__TASK INSTRUCTIONS__
Where does the word "metal" occur in the entries below? Copy every line that has it.

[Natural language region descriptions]
· · ·

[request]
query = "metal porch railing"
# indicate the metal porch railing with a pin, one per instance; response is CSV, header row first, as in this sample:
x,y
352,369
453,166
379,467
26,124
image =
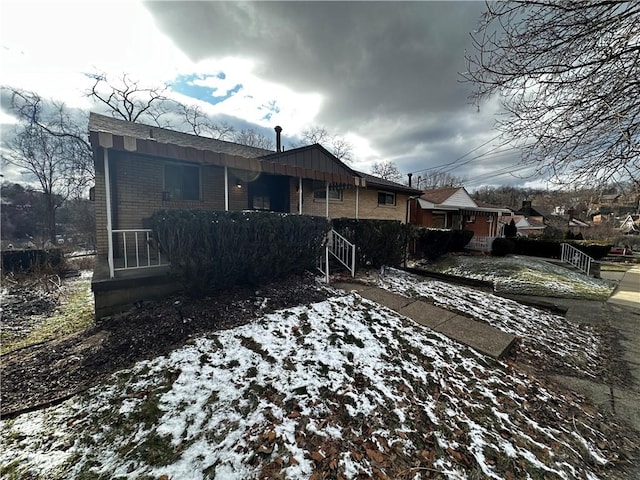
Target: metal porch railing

· · ·

__RESULT__
query = "metal porch railing"
# indicate the metal porch railing with a pin, one per instance; response is CSV, header row first, as in this sample:
Target: metal porch railing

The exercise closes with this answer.